- [Required task 1] Transcribe the passage on emissions modelling for mining companies, starting at "The short answer" and ending at "and structured process.".

SA's first legally binding framework for greenhouse gas mitigation has also been implemented – why should mining companies begin preparing for this now and what areas (such as modelling emissions, and building internal governance structures) should they focus on first?
The short answer is that both are critical.
Emissions modelling and the establishment of robust internal
governance structures should be prioritised by mining
companies.
This requirement is already embedded in South African law. The Regulations Regarding Air Despersion Modelling (GNR.533 of 11 July 2014), promulgated under section 53(f) of the National Environmental Management: Air Quality Act, 2004, as amended ("NEMAQA") (the Code of Practice for Air Dispersion Modelling) recommend that mining companies and other entities required to prepare air quality management plans undertake emissions modelling through a careful and structured process.
This process includes internal review, quality assurance and quality control, all of which necessitate the development of sound internal governace frameworks.

- [Required task 2] From the rows below, restate word for word the lines starting at the line that contains "Task: find the document" and ending at the line that contains "point(424, 351)".

(Part of a data file)
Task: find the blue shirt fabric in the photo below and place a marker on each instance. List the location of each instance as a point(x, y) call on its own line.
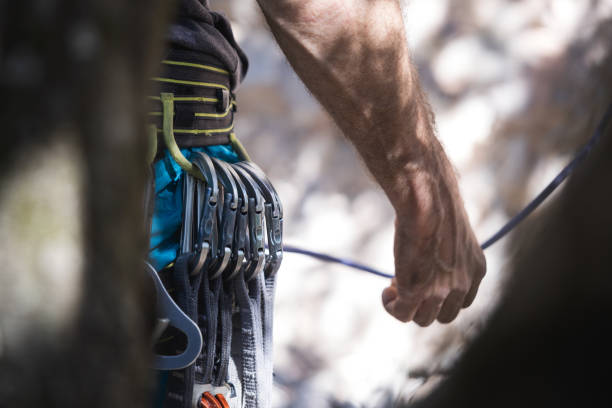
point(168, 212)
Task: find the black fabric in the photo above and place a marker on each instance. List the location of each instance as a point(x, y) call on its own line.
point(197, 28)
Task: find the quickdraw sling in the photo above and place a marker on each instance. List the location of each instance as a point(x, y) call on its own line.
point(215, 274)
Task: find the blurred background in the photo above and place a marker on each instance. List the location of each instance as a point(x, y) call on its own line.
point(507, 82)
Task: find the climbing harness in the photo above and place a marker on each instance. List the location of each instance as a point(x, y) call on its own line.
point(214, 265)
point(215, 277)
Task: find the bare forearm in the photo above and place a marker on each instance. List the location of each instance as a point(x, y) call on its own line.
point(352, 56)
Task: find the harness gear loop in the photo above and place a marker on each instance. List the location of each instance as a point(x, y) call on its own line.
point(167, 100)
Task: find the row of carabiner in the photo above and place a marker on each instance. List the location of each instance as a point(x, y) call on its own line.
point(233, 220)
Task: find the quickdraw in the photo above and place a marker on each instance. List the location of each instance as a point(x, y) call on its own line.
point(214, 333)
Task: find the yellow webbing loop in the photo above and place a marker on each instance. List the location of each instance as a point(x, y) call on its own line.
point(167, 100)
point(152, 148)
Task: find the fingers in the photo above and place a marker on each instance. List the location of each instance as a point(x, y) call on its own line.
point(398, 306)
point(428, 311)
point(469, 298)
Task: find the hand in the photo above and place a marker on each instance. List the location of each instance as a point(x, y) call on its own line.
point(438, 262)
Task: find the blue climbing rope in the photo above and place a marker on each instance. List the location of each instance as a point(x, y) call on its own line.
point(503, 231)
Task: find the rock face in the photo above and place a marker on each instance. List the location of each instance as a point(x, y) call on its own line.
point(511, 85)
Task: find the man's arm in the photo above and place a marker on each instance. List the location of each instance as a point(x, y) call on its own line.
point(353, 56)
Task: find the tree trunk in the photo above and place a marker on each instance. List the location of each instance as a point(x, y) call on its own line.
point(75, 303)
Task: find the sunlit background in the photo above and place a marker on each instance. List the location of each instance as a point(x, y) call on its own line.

* * *

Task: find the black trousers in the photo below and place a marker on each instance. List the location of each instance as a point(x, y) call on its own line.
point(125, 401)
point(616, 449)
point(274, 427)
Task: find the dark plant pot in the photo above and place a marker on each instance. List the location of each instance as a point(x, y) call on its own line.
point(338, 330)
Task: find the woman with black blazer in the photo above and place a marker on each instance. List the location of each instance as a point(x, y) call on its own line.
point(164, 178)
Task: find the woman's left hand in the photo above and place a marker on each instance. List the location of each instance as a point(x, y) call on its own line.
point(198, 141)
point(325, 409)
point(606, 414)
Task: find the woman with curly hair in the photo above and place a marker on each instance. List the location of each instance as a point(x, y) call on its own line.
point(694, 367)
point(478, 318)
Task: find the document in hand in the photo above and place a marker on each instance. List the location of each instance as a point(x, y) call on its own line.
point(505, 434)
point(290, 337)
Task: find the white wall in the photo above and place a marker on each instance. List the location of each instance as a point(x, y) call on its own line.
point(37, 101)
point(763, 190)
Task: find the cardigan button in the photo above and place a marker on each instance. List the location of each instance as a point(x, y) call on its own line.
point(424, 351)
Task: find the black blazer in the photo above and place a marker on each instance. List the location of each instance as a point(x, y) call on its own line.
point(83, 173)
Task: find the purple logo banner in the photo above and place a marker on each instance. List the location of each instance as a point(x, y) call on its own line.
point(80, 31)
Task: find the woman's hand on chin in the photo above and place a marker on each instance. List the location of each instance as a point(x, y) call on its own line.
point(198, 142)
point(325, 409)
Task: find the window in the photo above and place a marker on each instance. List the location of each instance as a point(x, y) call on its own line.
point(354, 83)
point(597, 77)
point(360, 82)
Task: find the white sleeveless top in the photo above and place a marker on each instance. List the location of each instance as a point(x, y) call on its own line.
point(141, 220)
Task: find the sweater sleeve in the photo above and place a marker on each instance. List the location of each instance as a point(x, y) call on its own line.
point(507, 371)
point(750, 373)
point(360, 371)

- [Written response 1]
The short answer is that both are critical.
Emissions modelling and the establishment of robust internal
governance structures should be prioritised by mining
companies.
This requirement is already embedded in South African law. The Regulations Regarding Air Despersion Modelling (GNR.533 of 11 July 2014), promulgated under section 53(f) of the National Environmental Management: Air Quality Act, 2004, as amended ("NEMAQA") (the Code of Practice for Air Dispersion Modelling) recommend that mining companies and other entities required to prepare air quality management plans undertake emissions modelling through a careful and structured process.

- [Written response 2]
Task: find the document in hand in the photo above and place a marker on each instance. List the location of each instance as a point(x, y) call on its own line.
point(505, 434)
point(290, 337)
Task: find the white wall in the photo above and place a marker on each instance. List the location of each instance as a point(x, y) call on its own line.
point(37, 101)
point(763, 190)
Task: find the cardigan button in the photo above and place a marker on each instance. List the location of each instance as a point(x, y) call on its own line.
point(424, 351)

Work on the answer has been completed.